[Objective]: Put the records below, from the first line up to and including the line with "[[[717,892],[652,892],[652,970],[656,998],[731,994]]]", into a Markdown table with the columns Row and Line. Number each row and leave out any blank lines.

━━━━━━

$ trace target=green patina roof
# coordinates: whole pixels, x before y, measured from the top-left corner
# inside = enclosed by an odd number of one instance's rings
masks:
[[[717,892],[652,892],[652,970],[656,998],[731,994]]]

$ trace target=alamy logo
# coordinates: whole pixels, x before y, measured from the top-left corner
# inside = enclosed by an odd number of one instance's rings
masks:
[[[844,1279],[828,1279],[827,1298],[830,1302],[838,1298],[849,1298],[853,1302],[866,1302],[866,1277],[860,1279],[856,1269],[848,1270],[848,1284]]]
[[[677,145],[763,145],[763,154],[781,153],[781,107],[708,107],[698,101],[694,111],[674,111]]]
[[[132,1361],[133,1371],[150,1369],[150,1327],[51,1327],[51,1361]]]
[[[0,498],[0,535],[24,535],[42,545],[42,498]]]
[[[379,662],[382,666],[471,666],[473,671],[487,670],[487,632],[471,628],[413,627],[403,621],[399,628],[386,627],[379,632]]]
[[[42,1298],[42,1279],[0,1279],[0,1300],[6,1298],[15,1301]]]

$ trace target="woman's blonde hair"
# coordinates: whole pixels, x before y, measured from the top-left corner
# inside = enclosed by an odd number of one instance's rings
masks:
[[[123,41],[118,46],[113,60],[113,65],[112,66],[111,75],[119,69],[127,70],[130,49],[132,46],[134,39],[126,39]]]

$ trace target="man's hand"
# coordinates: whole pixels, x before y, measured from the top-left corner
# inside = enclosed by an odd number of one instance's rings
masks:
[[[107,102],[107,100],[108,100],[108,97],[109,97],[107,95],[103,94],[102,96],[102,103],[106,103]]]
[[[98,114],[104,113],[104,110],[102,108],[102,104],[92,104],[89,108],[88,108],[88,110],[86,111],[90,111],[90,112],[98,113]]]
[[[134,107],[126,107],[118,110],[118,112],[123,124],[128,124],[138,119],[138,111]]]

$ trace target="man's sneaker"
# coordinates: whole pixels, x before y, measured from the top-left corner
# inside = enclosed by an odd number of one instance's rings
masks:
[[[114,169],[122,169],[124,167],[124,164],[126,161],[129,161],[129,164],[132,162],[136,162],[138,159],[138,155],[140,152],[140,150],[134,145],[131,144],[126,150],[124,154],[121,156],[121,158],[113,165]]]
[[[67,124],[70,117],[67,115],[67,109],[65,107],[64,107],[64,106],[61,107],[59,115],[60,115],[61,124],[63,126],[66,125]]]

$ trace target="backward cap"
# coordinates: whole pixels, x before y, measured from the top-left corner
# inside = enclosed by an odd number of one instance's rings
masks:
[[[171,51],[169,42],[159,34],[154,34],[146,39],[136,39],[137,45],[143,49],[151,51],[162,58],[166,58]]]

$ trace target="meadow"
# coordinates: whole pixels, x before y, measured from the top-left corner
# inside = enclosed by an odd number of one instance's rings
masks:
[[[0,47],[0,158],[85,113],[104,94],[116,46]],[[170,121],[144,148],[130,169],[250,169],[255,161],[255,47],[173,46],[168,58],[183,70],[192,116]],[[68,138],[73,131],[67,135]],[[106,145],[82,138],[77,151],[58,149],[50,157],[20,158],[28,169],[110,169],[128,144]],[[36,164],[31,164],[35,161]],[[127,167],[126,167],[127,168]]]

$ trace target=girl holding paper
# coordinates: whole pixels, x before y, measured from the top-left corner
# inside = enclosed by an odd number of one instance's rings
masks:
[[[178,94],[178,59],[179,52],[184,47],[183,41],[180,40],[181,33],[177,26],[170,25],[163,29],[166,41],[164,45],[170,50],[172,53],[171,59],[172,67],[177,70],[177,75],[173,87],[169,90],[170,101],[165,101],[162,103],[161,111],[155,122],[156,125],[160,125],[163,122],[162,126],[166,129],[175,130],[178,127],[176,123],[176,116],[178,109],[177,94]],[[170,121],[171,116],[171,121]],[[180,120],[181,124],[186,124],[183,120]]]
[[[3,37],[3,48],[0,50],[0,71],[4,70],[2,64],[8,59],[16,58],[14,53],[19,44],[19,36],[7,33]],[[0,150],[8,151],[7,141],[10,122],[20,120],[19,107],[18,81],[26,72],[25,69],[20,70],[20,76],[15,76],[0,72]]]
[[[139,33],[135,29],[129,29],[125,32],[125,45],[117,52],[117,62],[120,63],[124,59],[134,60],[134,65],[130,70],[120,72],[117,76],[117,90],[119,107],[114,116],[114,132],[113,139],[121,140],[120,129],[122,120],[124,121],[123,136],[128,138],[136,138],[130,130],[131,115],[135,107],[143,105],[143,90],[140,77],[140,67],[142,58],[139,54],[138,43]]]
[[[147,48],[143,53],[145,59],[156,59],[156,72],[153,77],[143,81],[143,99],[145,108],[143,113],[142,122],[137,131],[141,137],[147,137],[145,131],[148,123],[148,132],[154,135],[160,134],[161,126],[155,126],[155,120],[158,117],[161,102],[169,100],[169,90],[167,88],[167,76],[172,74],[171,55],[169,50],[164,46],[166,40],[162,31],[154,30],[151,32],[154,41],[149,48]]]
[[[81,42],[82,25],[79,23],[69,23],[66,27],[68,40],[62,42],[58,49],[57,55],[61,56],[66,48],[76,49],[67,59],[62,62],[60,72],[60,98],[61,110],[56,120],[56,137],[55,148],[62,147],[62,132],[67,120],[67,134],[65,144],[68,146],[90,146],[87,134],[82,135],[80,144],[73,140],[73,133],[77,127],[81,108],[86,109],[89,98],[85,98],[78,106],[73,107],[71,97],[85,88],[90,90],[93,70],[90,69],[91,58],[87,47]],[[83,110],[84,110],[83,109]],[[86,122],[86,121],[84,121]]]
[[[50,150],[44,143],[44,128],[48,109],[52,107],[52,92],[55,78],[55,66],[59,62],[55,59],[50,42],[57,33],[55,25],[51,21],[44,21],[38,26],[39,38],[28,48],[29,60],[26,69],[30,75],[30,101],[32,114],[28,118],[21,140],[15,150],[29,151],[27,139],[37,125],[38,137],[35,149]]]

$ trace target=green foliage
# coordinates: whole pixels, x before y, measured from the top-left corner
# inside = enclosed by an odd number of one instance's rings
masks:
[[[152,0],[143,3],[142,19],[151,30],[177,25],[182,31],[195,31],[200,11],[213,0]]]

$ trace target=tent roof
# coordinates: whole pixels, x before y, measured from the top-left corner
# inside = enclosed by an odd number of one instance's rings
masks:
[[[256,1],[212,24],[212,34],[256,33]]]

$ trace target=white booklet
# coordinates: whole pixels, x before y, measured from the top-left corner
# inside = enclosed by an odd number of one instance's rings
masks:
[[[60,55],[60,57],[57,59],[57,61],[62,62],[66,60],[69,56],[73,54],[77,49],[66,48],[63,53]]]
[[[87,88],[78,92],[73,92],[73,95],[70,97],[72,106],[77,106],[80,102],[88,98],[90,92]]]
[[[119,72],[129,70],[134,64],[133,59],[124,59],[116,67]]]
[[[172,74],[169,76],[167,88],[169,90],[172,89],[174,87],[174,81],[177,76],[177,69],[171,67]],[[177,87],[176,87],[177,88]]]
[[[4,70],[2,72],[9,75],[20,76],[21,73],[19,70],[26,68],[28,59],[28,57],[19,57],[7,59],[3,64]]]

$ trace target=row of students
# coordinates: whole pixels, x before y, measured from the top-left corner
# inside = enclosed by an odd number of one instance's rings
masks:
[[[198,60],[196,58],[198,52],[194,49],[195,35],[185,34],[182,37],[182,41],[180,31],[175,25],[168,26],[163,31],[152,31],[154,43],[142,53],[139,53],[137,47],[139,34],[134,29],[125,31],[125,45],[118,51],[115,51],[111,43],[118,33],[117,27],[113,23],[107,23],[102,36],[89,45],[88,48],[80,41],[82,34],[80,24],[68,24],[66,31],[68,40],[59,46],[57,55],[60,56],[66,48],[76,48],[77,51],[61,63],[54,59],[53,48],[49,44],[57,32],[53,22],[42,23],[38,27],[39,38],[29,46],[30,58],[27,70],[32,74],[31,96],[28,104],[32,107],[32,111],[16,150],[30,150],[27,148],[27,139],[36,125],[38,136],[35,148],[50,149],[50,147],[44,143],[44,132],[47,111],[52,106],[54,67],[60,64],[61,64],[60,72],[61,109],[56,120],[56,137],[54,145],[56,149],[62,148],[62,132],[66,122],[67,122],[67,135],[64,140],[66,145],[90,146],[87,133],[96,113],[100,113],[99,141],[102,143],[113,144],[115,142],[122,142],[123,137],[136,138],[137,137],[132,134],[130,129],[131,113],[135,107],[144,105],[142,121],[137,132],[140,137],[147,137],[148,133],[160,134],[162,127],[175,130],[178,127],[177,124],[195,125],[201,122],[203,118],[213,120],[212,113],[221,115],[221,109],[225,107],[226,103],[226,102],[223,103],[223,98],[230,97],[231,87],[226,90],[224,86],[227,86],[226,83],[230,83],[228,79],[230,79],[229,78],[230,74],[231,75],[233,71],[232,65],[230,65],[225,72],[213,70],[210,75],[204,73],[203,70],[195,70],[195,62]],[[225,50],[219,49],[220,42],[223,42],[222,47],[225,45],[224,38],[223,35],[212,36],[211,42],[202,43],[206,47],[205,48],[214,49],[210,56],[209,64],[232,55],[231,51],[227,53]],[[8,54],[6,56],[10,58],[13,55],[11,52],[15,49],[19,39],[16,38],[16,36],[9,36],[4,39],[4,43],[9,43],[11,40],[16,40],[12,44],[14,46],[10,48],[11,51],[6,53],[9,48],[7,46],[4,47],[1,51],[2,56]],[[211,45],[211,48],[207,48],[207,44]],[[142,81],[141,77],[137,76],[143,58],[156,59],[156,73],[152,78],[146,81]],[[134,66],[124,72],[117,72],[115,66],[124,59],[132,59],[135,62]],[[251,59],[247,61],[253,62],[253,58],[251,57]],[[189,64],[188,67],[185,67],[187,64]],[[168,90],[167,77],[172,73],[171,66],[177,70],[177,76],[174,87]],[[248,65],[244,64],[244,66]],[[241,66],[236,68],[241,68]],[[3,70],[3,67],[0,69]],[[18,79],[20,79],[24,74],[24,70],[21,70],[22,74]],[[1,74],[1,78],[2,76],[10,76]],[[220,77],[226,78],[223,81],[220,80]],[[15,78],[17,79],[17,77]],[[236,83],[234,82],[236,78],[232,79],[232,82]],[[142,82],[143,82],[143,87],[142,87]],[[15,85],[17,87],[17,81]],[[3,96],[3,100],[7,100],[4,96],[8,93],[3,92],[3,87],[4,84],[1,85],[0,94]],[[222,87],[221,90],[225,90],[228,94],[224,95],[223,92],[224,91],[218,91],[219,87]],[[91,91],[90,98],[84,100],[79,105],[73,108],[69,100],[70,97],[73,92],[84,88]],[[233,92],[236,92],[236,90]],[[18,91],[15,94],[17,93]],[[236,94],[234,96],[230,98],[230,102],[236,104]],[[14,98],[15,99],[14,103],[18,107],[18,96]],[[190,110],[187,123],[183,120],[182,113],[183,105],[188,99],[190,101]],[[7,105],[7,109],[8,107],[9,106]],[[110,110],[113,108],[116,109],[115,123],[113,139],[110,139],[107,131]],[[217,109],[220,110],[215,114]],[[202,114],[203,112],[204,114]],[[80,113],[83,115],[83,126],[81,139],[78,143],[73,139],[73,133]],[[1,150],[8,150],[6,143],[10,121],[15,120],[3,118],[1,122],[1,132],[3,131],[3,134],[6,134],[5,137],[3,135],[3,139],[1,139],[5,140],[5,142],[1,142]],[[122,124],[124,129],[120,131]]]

━━━━━━

[The result]:
| Row | Line |
|---|---|
| 1 | $ trace target=green patina roof |
| 2 | # coordinates: whole pixels, x before y, measured from the top-left corner |
| 3 | # inside = enclosed by an odd number of one instance's rings |
| 4 | masks: |
| 5 | [[[717,892],[652,892],[652,970],[656,998],[731,994]]] |